-------- DATA UNDER STUDY --------

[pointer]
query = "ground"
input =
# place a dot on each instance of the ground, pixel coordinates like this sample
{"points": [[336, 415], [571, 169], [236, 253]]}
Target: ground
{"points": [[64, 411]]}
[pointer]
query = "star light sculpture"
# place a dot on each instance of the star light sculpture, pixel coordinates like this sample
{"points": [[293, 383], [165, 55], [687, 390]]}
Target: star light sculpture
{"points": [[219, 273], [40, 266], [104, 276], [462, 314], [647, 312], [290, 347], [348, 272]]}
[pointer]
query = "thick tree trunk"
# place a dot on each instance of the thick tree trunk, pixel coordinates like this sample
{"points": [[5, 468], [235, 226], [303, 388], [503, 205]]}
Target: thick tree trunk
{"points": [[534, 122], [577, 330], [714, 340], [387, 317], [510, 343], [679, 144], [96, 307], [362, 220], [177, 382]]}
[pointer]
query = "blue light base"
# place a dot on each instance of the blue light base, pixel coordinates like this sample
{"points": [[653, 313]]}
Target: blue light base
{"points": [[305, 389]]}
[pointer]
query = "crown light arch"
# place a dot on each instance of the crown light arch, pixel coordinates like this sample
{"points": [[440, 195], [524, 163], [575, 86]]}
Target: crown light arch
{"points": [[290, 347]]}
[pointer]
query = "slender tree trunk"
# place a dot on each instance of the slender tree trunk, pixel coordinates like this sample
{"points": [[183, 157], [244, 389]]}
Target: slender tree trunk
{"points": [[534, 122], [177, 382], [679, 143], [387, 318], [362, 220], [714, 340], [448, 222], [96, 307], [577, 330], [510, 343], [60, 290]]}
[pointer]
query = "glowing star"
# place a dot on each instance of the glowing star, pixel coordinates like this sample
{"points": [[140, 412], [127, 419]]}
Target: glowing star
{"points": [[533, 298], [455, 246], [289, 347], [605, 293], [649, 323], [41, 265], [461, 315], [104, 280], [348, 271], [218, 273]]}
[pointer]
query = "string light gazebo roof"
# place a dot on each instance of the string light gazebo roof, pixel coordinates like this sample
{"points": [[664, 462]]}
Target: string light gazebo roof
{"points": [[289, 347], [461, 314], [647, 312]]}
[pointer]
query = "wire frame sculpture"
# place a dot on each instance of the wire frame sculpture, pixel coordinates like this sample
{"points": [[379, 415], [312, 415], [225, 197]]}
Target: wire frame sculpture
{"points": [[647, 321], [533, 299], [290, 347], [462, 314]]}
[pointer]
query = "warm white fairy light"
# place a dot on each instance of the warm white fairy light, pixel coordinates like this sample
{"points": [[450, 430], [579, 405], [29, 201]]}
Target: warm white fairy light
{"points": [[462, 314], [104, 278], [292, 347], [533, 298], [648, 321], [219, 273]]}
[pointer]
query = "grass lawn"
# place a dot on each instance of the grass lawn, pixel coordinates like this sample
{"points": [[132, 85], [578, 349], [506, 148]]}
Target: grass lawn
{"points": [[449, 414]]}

--------

YOUR GOAL:
Please copy the lines above from the line with "# place a dot on each instance of the glowing" up to and including the line with "# place a dot on each instance of the string", exactly as written and with nothing else.

YOUR RESPONSE:
# place a dot on each instance of the glowing star, pixel coordinates like this sample
{"points": [[140, 412], [127, 419]]}
Target: glowing star
{"points": [[533, 298], [455, 246], [289, 347], [605, 293], [649, 323], [41, 265], [461, 315], [104, 280], [348, 271], [218, 273]]}
[pointer]
query = "string light gazebo roof"
# place a dot on each instance of the string light gazebo roof, pixel coordinates like this sample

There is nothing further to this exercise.